> EXERCISE OBJECTIVE: Take the records below and set them down exactly, so that every line matches the original.

Collected data entries:
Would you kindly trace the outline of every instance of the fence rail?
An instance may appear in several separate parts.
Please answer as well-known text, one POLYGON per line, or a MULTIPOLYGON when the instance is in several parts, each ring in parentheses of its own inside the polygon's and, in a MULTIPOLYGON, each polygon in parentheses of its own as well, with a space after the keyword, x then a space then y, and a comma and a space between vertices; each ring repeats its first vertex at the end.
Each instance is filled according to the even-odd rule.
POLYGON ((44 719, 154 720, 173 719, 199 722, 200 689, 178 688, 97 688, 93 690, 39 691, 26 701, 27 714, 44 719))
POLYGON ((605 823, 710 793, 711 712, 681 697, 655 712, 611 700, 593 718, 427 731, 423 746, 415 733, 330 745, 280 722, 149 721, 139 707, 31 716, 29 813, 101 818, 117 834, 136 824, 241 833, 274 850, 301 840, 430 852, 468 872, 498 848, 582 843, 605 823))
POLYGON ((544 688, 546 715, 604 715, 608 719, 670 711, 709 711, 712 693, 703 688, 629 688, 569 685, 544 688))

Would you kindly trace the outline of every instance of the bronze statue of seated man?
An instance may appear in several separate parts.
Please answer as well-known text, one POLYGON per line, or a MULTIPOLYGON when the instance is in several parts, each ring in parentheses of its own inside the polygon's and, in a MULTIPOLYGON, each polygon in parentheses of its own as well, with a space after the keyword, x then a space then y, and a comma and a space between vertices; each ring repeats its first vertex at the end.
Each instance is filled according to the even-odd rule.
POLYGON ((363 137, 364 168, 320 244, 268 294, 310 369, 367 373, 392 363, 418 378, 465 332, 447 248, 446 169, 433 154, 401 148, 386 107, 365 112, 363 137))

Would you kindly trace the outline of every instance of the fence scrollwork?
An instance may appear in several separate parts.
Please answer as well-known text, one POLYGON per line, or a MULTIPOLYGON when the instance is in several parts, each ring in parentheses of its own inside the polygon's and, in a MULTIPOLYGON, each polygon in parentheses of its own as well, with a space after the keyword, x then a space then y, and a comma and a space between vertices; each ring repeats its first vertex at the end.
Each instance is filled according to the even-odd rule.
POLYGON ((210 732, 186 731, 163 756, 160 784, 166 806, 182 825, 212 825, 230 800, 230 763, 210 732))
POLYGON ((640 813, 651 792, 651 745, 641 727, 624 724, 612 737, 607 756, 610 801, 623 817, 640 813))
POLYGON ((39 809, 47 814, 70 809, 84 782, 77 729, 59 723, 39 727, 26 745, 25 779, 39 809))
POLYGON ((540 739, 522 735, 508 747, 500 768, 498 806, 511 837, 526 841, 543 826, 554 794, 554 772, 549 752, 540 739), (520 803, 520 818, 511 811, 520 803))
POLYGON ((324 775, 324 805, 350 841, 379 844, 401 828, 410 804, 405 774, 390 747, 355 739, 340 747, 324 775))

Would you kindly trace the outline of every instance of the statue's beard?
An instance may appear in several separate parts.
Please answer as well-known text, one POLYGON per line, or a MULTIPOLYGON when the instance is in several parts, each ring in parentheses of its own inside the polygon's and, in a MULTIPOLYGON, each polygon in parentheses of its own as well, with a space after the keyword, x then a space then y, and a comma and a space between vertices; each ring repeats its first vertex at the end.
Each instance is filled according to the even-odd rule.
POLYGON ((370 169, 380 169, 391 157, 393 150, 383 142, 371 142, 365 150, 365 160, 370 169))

> RESULT:
Would you kindly trace the outline of every instance of the fence rail?
An instance may appear in several separate parts.
Please answer as well-known text, one POLYGON per line, or a MULTIPOLYGON when the instance is in several parts, each ring in parentheses of its own inside the polygon's and, in a MULTIPOLYGON, each polygon in parentheses of its own as well, with a space after the keyword, x then a space then y, and a comma and a space between vertices; each ring repeats its first vertex at the end.
Each instance is filled according to the even-odd rule.
POLYGON ((44 719, 154 720, 173 719, 199 722, 200 689, 178 688, 97 688, 93 690, 39 691, 26 701, 27 714, 44 719))
POLYGON ((605 823, 710 793, 711 712, 681 697, 655 712, 611 700, 593 718, 427 731, 423 746, 415 733, 330 745, 280 722, 149 721, 139 707, 31 716, 29 813, 101 818, 117 834, 136 824, 241 833, 274 850, 301 840, 430 852, 468 872, 498 848, 582 843, 605 823))
POLYGON ((544 688, 546 715, 604 715, 608 719, 670 711, 709 711, 712 693, 703 688, 629 688, 569 685, 544 688))

Would you kindly trace the outline of every instance of the bronze statue of seated man?
An instance may appear in several separate parts.
Please answer as well-known text, one POLYGON per line, or a MULTIPOLYGON when the instance is in several parts, each ring in parentheses of its own inside the polygon's and, in a MULTIPOLYGON, each polygon in parentheses of its own as well, with a space after the keyword, x then a space then y, and a comma and a space between vertices; each ring repeats its first vertex at the end.
Each instance is filled according to the even-odd rule.
POLYGON ((363 137, 364 168, 320 244, 268 294, 310 369, 367 373, 392 363, 418 378, 465 332, 447 248, 446 169, 433 154, 401 148, 386 107, 365 112, 363 137))

Would you kindly trace the outline of every instance of the fence scrollwork?
An instance may appear in several separate parts.
Please answer as well-known text, one POLYGON per line, or a MULTIPOLYGON when the instance is in several parts, each ring in parentheses of its own inside the polygon's and, in a MULTIPOLYGON, each polygon in parentheses of its own as well, with a space after the keyword, x then a space then y, and a comma and a space between vertices; each ring repeats its first vertex at the end.
Each instance is filled according to the even-odd rule.
POLYGON ((210 732, 186 731, 163 756, 160 784, 166 806, 182 825, 212 825, 230 800, 230 763, 210 732))
POLYGON ((640 813, 651 792, 651 745, 641 727, 624 724, 612 737, 607 756, 610 801, 623 817, 640 813))
POLYGON ((39 809, 47 814, 70 809, 84 782, 77 729, 59 723, 39 727, 26 745, 25 779, 39 809))
POLYGON ((540 739, 522 735, 508 747, 500 768, 498 806, 511 837, 526 841, 543 826, 554 794, 554 772, 549 752, 540 739), (520 803, 520 818, 511 811, 520 803))
POLYGON ((324 775, 324 805, 350 841, 379 844, 401 828, 410 804, 405 774, 390 747, 355 739, 340 747, 324 775))

Would you kindly trace the outline of every instance of the statue's beard?
An instance may appear in several separate parts.
Please answer as well-known text, one POLYGON per line, or a MULTIPOLYGON when the instance is in several parts, each ring in parentheses of its own inside the polygon's and, in a MULTIPOLYGON, each polygon in parentheses of its own as well, with a space after the keyword, x then a space then y, and a comma and a space between vertices; each ring repeats its first vertex at the end.
Each instance is filled according to the even-odd rule.
POLYGON ((370 169, 380 169, 391 157, 393 150, 383 142, 371 142, 365 150, 365 160, 370 169))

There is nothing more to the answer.